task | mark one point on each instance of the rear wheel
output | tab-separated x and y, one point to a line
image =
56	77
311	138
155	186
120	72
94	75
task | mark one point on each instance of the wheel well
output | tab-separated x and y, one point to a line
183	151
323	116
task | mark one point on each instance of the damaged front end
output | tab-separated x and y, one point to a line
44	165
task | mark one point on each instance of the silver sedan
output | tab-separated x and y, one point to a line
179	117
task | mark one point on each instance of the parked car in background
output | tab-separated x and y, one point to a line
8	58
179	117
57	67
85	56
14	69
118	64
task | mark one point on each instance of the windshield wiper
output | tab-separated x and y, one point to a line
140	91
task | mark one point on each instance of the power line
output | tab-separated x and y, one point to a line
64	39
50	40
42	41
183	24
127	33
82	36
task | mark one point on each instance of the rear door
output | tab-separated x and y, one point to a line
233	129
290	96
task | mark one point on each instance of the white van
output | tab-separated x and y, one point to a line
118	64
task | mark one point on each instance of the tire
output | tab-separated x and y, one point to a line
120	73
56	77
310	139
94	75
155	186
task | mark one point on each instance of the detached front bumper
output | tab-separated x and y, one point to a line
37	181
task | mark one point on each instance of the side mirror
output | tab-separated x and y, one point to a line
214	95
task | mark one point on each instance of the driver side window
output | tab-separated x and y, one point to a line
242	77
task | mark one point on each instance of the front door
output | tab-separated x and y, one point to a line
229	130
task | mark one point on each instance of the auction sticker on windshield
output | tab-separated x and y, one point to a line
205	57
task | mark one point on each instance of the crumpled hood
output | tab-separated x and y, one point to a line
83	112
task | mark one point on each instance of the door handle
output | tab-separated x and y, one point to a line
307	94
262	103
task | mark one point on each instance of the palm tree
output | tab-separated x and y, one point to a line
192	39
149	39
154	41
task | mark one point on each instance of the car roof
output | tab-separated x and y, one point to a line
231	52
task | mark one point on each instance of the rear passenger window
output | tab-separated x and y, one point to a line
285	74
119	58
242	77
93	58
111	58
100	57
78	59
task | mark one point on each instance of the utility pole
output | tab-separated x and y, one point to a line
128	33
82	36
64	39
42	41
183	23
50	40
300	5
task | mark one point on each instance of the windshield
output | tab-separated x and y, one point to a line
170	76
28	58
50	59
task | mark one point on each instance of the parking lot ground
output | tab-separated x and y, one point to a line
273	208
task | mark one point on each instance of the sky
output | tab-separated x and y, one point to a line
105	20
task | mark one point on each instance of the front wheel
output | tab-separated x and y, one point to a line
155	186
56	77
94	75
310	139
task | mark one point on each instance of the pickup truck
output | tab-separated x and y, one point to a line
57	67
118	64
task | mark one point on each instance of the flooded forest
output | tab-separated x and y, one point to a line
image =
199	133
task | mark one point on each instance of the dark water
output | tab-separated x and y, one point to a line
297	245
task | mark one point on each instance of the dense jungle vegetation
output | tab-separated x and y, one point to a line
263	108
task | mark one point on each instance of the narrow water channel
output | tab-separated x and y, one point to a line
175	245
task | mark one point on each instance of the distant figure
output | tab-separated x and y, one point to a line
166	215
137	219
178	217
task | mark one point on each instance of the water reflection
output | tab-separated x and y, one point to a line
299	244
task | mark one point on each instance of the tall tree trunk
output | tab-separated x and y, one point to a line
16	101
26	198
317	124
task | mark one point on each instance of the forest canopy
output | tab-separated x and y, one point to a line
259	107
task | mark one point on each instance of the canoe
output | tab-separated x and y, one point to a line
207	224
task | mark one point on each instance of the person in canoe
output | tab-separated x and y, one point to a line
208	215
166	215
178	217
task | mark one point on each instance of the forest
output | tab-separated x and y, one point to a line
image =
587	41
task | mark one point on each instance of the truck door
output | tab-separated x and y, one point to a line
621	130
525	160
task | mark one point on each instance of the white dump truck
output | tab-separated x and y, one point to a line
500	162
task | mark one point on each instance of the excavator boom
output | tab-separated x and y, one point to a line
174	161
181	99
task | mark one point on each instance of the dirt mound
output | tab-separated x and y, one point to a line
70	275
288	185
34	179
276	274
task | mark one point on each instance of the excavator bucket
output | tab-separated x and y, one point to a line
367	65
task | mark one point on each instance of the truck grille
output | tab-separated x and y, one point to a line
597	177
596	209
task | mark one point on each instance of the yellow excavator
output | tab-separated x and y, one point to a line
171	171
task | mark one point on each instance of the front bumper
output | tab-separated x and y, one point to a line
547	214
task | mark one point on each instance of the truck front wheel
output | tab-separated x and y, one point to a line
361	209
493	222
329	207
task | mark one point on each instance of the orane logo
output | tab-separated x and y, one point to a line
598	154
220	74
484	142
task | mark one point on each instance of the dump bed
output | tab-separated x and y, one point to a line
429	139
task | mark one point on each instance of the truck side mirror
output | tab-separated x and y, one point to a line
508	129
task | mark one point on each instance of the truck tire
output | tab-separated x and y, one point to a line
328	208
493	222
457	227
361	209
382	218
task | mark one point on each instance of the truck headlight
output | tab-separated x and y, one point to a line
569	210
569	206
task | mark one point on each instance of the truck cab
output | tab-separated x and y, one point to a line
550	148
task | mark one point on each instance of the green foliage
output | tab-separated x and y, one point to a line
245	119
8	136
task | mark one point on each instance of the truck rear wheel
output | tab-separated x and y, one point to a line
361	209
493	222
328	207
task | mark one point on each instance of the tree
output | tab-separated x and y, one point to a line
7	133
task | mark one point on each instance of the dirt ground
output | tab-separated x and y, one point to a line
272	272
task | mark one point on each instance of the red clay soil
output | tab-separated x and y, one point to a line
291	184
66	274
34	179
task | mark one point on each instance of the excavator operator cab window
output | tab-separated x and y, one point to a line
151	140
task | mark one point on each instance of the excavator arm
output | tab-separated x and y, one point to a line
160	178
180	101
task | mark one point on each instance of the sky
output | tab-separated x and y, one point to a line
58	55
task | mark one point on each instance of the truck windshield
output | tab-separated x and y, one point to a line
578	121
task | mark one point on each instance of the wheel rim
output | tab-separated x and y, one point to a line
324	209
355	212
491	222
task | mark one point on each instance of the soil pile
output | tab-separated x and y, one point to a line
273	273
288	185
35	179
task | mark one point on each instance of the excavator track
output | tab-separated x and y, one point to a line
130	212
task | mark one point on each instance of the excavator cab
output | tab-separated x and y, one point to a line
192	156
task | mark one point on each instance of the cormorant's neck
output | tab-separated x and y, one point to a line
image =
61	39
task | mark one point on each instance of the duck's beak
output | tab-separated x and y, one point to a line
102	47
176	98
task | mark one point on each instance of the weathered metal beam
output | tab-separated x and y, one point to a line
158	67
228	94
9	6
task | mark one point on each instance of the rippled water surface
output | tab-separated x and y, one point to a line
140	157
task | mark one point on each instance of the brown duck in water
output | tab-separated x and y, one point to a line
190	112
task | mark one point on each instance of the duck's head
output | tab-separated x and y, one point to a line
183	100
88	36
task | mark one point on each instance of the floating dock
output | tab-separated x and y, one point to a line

What needs to be done =
Make an exact copy of the listing, including every line.

Task result =
task | mark one point on each instance of the rear wheel
output | tab-separated x and y, one point to a line
image =
56	77
311	138
155	186
120	72
94	75
task | mark one point on each instance of the wheel well
output | tab-separated x and y, one point to a line
183	151
323	116
task | mark one point on each instance of the damaged front end
output | tab-separated x and y, one point to a line
44	165
task | mark one point on each instance of the silver sedan
output | tab-separated x and y, one point to a line
179	117
task | mark one point on each instance of the parked car in background
output | tab-separated x and y, one point to a line
8	58
179	117
57	67
85	56
14	69
118	64
task | mark one point on each instance of the windshield wiper
output | tab-separated x and y, one point to a line
140	91
task | mark one point on each instance of the power line
output | tab-separated x and y, one point to a line
64	39
50	40
42	41
183	24
127	33
82	36
task | mark one point on each instance of the rear door
output | tab-separated x and y, one point to a line
233	129
290	96
task | mark one point on each instance of the white van
output | tab-separated x and y, one point to a line
118	64
task | mark one point on each instance of the tire
output | tab-separated x and y, one point to a line
120	73
56	77
310	139
94	75
155	186
task | mark one point on each instance of the detached front bumper
output | tab-separated x and y, one point to a line
37	181
task | mark one point on each instance of the side mirror
output | tab-separated x and y, one point to a line
214	95
task | mark one point on each instance of the driver side window
output | tab-separated x and y, one point to a line
242	77
task | mark one point on each instance of the front door
output | tab-separated x and y, one point to a line
229	130
task | mark one point on each instance of the auction sticker on windshield
output | tab-separated x and y, one point to a line
205	57
task | mark one point on each instance of the crumpled hood
output | tab-separated x and y, one point to a line
83	112
task | mark one point on each instance of the door handle
output | tab-separated x and y, one point to a line
307	94
262	103
task | mark one point on each instance of the palm tree
output | tab-separated x and y, one point to a line
192	39
149	39
154	41
task | mark one point on each instance of the car roof
output | tab-separated x and y, one point to a line
231	52
task | mark one point on each instance of the rear passenger window
output | tab-separated x and y, one point to a line
285	74
119	58
242	77
93	58
111	58
100	57
78	59
task | mark one point on each instance of the utility pole
output | tab-separated x and y, one point to a line
128	33
82	36
64	39
42	41
183	23
50	40
300	5
task | mark one point on each instance of the windshield
output | tab-separated x and y, one point to a line
170	76
28	58
50	59
task | mark one point on each instance of the parking lot ground
output | tab-separated x and y, one point to a line
273	208
task | mark one point on each instance of the sky
output | tab-separated x and y, one point to a line
105	20
task | mark one point on each instance of the front wheel
output | tab-separated x and y, one point to a line
155	186
56	77
94	75
310	139
task | mark one point on each instance of the pickup truck
output | tab-separated x and y, one point to a line
57	67
118	64
task | mark one point on each instance of the flooded forest
output | tab-separated x and y, one point to a line
image =
199	133
task | mark one point on each instance of the dark water
output | tab-separated x and y, one point to a line
297	245
task | mark one point on each instance of the dense jungle vegetation
output | tab-separated x and y, one point to a line
263	108
task | mark one point on each instance of the narrow water channel
output | tab-separated x and y, one point to a line
175	245
task | mark one point on each instance of the distant figure
output | tab-separated x and y, one point to a line
166	215
137	219
178	217
task | mark one point on each instance of the water reflection
output | tab-separated x and y, one point to a line
299	244
task | mark one point on each instance of the tall tree trunk
output | tab-separated x and y, one point to a line
16	101
26	198
317	124
task | mark one point on each instance of the forest canopy
output | tab-separated x and y, one point to a line
259	107
task | mark one point on each instance of the canoe
output | tab-separated x and y, one point to a line
207	224
task | mark one point on each instance of the person in canoe
output | tab-separated x and y, one point to a line
208	215
166	215
178	217
task | mark one point on each instance of the forest
output | tab-separated x and y, one point to a line
image =
587	41
task | mark one point on each instance of the truck door
output | tab-separated x and y, one point to a line
621	130
525	160
task | mark one point on each instance of the white dump truck
output | tab-separated x and y, one point to a line
500	162
task | mark one point on each instance of the excavator boom
output | tab-separated x and y, one point to a line
174	161
181	99
task | mark one point on each instance of the dirt mound
output | tab-separated x and y, one point to a line
70	275
288	185
34	179
276	274
task | mark one point on each instance of the excavator bucket
output | tab-separated x and y, one point to a line
367	65
task | mark one point on each instance of the truck grille
output | tab-separated x and y, one point to a line
597	177
596	209
task | mark one point on each instance of the yellow excavator
output | tab-separated x and y, one point to a line
171	171
task | mark one point on each instance of the front bumper
output | tab-separated x and y, one point to a line
547	214
task | mark one point on each instance of the truck front wheel
output | tab-separated x and y, one point to a line
361	209
493	222
329	207
task | mark one point on each instance of the orane logo
output | tab-separated x and y, one point to a line
598	154
220	74
484	142
task | mark one point on each instance of the dump bed
output | tab-separated x and y, one point to a line
429	139
task | mark one point on each instance of the truck side mirror
output | tab-separated x and y, one point to a line
508	129
task | mark one point on each instance of the truck tire
output | tab-separated x and y, one point to a line
328	208
493	222
457	227
361	209
382	218
task | mark one point on each instance of the truck headlight
output | tab-separated x and y, one point to a line
569	210
569	206
task | mark one point on each instance of the truck cab
output | tab-separated x and y, one point to a line
550	148
task | mark one point on each instance of the green foliage
output | tab-separated x and y, one point to a line
245	119
8	136
task | mark one point on each instance of the truck rear wheel
output | tab-separated x and y, one point to a line
361	209
493	222
328	207
task | mark one point on each instance of the tree
output | tab-separated x and y, one point to a line
7	133
task | mark one point on each instance of the dirt ground
output | tab-separated x and y, one point to a line
272	272
task | mark one point on each instance of the red clay soil
output | tab-separated x and y, one point to a line
291	184
66	274
34	179
task | mark one point on each instance of the excavator operator cab window
output | tab-separated x and y, one point to a line
151	140
task | mark one point on each instance of the excavator arm
output | tab-separated x and y, one point to a line
160	178
180	101
task | mark one point on each instance of the sky
output | tab-separated x and y, one point to a line
58	55
task | mark one point on each instance of the truck windshield
output | tab-separated x and y, one point to a line
578	121
task | mark one point on each instance of the wheel rim
output | tab-separated x and y, one point to a line
324	209
355	212
491	222
task | mark one point on each instance of the soil pile
output | tab-separated x and y, one point to a line
273	273
288	185
35	179
task | mark one point on each instance of the excavator track
output | tab-separated x and y, one point to a line
130	212
task | mark one point on each instance of the excavator cab
output | tab-separated x and y, one point to a line
192	156
task | mark one point on each instance of the cormorant's neck
output | tab-separated x and y, one point to a line
image =
61	39
task | mark one point on each instance of the duck's beak
output | tab-separated x and y, one point to a line
102	47
176	98
task | mark one point on each instance of the weathered metal beam
output | tab-separated x and y, one point to a line
158	67
228	94
9	6
task | mark one point on each instance of the rippled water surface
output | tab-separated x and y, one point to a line
140	157
task | mark one point on each instance of the brown duck in water
output | tab-separated x and y, one point to a line
190	112
task | mark one point on each instance of the duck's head
output | tab-separated x and y, one point to a line
183	100
88	36
task | mark one point on each instance of the floating dock
output | tab-separated x and y, one point to a line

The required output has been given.